ФРАГМЕНТ ДОКУМЕНТА:
************
X По авторам
По рубрике
По тегу
По дате
Везде

«Господи, не лиши меня дороги!» (часть 1)

монахиня Евгения куратор волонтерской группы

«Не совьются воедино ветки,
Не запутается в них птица.
Словно выскребли из тела сердце,
Искорежены от боли лица.
Грязный пот слезу из глаз режет,
Волос слипся, словно трос из стали.
В уши лезет лязг брони, скрежет,
В полный рост под прицел встали.
Видно, жить надоело, скажут.
К сапогам липнет грязь с кровью,
Если кто вдруг на землю сляжет,
"Слава Богу" промолвит с болью…»

(Боец пономарь Ашты)

«Помню, как сказала: "Надо что-то делать". Сомневающиеся ответили: "А что ты одна можешь сделать?"» Когда началась Специальная военная операция, мать Евгения, монахиня из монастыря в Орловской области России, решила во что бы то ни стало помогать, потому что понимала: пропустила в своей жизни что-то важное, когда людям была нужна помощь, а помощи было мало. Взяв благословение и вооружившись молитвами, матушка с несколькими паломниками, которые, как и она, горели сердцем, начала сбор для тех, кто пострадал от военных действий на Донбассе и стал их участником. Сегодня не сосчитать добровольцев, объединившихся в группу «Помощь братьям». Одни плетут сети, другие шьют для фронта. Созданы группы «Молитва Zа наших». Каждый вечер сотни людей собираются на молитву за мир.
************
ИСХОДНЫЕ СТРОКИ:
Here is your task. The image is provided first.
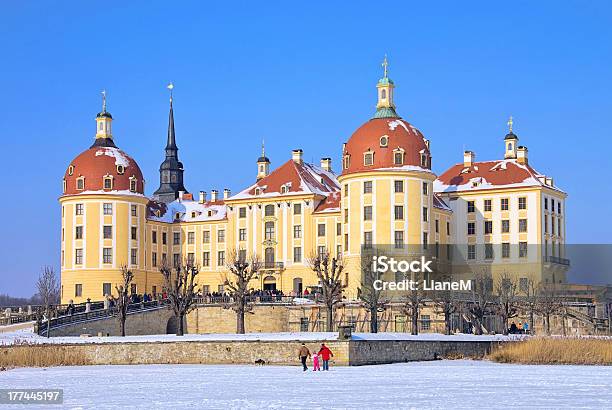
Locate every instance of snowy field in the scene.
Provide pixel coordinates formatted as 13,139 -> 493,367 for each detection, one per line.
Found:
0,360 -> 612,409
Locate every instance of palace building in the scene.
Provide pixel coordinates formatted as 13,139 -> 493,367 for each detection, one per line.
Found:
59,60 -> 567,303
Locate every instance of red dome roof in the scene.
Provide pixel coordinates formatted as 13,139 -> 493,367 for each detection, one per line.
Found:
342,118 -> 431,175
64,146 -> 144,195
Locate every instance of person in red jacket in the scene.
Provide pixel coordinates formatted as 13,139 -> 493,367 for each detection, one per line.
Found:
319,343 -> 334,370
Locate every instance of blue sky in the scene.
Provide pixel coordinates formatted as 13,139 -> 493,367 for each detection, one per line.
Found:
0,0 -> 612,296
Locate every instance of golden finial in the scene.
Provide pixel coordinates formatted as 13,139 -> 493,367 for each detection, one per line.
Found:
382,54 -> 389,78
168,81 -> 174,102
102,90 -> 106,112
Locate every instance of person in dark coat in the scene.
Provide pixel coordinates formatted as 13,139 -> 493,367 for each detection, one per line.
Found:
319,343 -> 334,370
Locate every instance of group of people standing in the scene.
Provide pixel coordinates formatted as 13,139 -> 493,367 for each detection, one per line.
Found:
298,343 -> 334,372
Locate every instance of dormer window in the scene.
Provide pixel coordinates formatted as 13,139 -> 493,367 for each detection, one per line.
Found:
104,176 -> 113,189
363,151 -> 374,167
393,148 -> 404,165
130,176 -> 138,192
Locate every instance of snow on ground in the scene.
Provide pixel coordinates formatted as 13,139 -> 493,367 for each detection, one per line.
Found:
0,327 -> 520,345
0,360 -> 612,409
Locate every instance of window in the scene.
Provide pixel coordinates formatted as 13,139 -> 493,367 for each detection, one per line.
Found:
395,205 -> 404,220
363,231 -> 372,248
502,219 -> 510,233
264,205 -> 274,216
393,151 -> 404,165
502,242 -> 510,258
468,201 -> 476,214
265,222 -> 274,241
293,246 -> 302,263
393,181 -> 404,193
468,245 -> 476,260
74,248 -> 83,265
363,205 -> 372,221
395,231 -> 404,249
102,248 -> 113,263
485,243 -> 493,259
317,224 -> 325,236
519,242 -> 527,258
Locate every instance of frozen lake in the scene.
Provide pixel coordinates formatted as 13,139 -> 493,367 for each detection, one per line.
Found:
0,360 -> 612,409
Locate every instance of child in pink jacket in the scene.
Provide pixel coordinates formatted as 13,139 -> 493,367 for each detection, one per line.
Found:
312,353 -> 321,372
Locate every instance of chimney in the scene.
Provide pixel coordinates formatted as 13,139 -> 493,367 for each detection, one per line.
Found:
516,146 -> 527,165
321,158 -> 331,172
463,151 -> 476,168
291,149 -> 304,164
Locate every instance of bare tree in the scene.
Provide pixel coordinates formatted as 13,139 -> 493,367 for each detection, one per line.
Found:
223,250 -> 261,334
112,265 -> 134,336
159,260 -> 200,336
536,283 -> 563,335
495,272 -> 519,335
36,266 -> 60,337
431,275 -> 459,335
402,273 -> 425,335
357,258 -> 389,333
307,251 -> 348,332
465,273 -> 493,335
************
СПИСОК ЗАДАНИЙ:
A – В какой области России находится монастырь монахини Евгении, согласно фрагменту документа?
B – Найдите все строки, где встречается слово «jacket» с учетом регистра, и перепишите каждую из них целиком.

ОТВЕТЫ НА ЗАДАНИЯ:
A – В Орловской области.

B –
Locate every instance of person in red jacket in the scene.
Locate every instance of child in pink jacket in the scene.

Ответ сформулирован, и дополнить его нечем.